PROBLEM TO WORK ON:
Each entry in this listing needs to be written out again, word for word.

MATERIAL FOR THIS TASK:
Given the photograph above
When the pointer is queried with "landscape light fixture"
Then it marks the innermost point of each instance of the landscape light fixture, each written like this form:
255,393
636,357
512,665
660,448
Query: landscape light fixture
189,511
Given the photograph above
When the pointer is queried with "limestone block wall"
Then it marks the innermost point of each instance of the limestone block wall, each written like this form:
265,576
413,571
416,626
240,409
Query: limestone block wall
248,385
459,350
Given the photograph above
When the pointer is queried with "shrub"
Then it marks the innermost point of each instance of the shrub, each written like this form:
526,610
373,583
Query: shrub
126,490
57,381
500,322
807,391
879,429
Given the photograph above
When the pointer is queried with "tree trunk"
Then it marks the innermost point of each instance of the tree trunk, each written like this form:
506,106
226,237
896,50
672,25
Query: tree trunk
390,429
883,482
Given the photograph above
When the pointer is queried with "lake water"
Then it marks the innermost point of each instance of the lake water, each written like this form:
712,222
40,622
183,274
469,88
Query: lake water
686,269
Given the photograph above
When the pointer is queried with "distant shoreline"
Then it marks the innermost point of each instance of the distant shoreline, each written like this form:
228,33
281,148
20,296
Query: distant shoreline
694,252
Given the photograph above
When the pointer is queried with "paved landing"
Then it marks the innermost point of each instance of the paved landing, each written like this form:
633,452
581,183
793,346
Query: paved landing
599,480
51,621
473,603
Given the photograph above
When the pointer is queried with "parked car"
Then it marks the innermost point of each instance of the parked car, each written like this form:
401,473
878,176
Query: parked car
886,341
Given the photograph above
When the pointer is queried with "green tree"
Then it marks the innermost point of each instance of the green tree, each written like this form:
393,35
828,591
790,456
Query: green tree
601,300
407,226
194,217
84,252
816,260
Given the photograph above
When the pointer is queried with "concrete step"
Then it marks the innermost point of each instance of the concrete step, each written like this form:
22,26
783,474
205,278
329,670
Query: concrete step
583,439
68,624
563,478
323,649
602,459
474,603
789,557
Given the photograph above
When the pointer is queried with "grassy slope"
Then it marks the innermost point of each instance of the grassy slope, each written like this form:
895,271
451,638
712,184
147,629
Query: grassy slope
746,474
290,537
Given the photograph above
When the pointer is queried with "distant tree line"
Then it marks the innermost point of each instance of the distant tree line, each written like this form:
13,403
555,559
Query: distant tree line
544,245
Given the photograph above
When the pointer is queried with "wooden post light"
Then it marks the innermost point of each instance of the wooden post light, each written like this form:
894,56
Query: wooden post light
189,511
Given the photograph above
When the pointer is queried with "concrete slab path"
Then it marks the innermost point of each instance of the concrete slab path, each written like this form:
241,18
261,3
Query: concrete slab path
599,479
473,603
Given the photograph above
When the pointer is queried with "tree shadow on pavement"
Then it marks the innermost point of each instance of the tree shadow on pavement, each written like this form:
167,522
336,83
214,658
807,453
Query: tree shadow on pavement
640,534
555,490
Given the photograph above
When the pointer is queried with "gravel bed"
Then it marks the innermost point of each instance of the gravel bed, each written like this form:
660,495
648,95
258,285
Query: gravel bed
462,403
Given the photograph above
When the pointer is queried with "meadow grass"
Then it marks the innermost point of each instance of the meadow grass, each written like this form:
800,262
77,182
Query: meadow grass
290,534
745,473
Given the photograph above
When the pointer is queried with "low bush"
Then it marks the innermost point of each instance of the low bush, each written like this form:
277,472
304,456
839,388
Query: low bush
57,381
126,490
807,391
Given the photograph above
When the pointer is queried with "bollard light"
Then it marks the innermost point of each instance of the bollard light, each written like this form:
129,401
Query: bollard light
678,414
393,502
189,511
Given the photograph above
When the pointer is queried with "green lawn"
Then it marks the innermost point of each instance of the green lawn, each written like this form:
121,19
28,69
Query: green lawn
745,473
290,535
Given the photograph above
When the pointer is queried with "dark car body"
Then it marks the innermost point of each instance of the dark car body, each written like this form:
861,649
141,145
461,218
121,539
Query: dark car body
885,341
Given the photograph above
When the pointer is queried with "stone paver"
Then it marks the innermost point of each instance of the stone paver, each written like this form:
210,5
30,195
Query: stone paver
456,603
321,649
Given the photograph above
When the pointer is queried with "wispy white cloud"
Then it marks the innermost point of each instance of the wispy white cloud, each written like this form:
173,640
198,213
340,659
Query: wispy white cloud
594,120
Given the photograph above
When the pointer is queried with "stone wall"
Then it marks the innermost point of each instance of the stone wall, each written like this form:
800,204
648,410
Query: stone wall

RESULT OF THIS EXERCISE:
Given the photograph above
When the pointer is queried with "landscape light fixture"
Then it marks the innermost point of each instance of the landscape light fixture, each written like this form:
255,393
636,357
512,665
660,448
Query: landscape light fixture
189,511
Given the photograph above
When the pointer is queried with "limestone block wall"
Then it marks the innermost point of each instance of the limestone block wall, each written like this form:
265,576
413,571
416,626
240,409
Query: limestone block wall
248,385
459,350
Given the photograph above
When the pointer is queried with "shrub"
Then it marks the innermost point of each instance of the shrub, each written like this form:
526,610
373,583
Query: shrub
126,490
57,381
500,322
807,391
879,429
Given the photograph above
When the pointer is queried with "tree trunk"
Then it marks the innermost point of each instance of the tree trunk, each written like this form:
506,106
226,237
896,50
672,25
Query: tree trunk
390,429
883,482
Given the photograph above
When the pointer is queried with "lake water"
Then it marks the innermost point of each instance of the lake water, each written like this form:
712,222
40,622
183,274
469,88
Query: lake water
686,269
Given the photograph above
When the pointer is queried with "distant shoreline"
Then it marks the innermost point of each instance of the distant shoreline, each written like this form:
228,33
281,148
20,296
Query: distant shoreline
694,252
Given the photograph above
When the pointer is queried with "paved landing"
Then it marks the innermost point of each instance of the paved landing, each written like this form:
633,452
581,183
793,346
Query: paved landing
599,480
51,621
473,603
Given the photograph above
When the pointer is queried with "parked car"
Then it marks the innermost point of each instance of the parked car, each written like this form:
401,473
878,176
Query: parked car
886,341
Given the photograph above
When the pointer is queried with "green tree"
Then it marks the innermost point of each instance of the green tree, each written like this form:
393,35
828,591
790,456
Query: green tree
601,300
407,226
194,217
84,252
816,260
Given the photograph above
When the pointer is queried with "concrete step"
Then it marks the innermost point of each instance of the concrete step, each written like this form:
22,26
783,474
205,278
329,670
Query: concrete step
583,439
68,624
563,478
323,649
602,459
474,603
789,557
Given the photograph above
When the pointer is queried with "grassy slope"
Then it marks the innermost point of each instance of the grassy slope, each written like this form:
895,271
451,638
712,184
147,629
Query: grassy slope
746,474
290,537
Given the photograph above
When the pointer is queried with "distant tree line"
Then it marks the innermost point of each instance of the distant tree line, each written like this form:
13,403
555,559
Query: distant tree line
544,245
Given the photograph above
When the pointer is queried with "wooden post light"
Then it marks the innermost point of each instance of the wooden post light, each written like this form:
894,56
Query: wooden post light
189,511
Given the photograph above
When the pointer is queried with "concrete slab path"
Then it marks the innermost point of each instance of the concrete slab path, each written like this form:
241,18
261,3
Query: concrete slab path
599,479
473,603
Given the photograph above
When the pointer is queried with "tree shadow on pavement"
Then it marks the innermost point of each instance of the tree shadow on pavement, each written like this form:
167,522
336,83
214,658
807,453
Query: tree shadow on pavement
640,534
555,490
Given the photograph above
When the pointer is queried with "gravel bed"
Then it marks the innermost point of each instance of the gravel bed, each written like this form:
660,495
648,95
258,285
Query: gravel bed
462,403
Given the photograph above
When the pointer is queried with "meadow grass"
Then it marks the innermost point of each instance of the meadow grass, each written like this form:
800,262
77,182
Query: meadow grass
290,534
745,473
Given the photograph above
When the pointer is queried with "low bush"
Then it marks the innermost point of each instance of the low bush, each written like this form:
277,472
304,456
839,388
Query: low bush
57,381
126,490
807,391
Given the photograph above
When the pointer is queried with "bollard light"
Then it marks the innermost point of each instance of the bollard light, each written like this form:
129,401
Query: bollard light
678,414
393,502
189,511
Given the photograph above
When the pointer is queried with "green lawn"
Then it marks the innermost point of each instance of the green lawn, each written like this form:
121,19
28,69
Query: green lawn
745,473
290,535
Given the photograph above
When the pointer is queried with "dark car body"
Then it marks the innermost point of each instance of the dark car body, each written like this form:
861,649
141,145
461,218
121,539
Query: dark car body
885,341
Given the photograph above
When the pointer is queried with "stone paver"
Then it marks the innermost point of each instance of the stone paver, each written like this form:
210,5
30,195
Query: stone paver
456,603
321,649
Given the photograph above
When the pointer is queried with "wispy white cloud"
Then it marks the innermost point of each instance of the wispy white cloud, each written like this form:
173,640
198,213
340,659
Query: wispy white cloud
594,120
Given the photograph above
When the pointer is queried with "stone wall"
Then it marks the innermost point of each instance of the stone wall, each written like this form:
800,204
648,410
Query: stone wall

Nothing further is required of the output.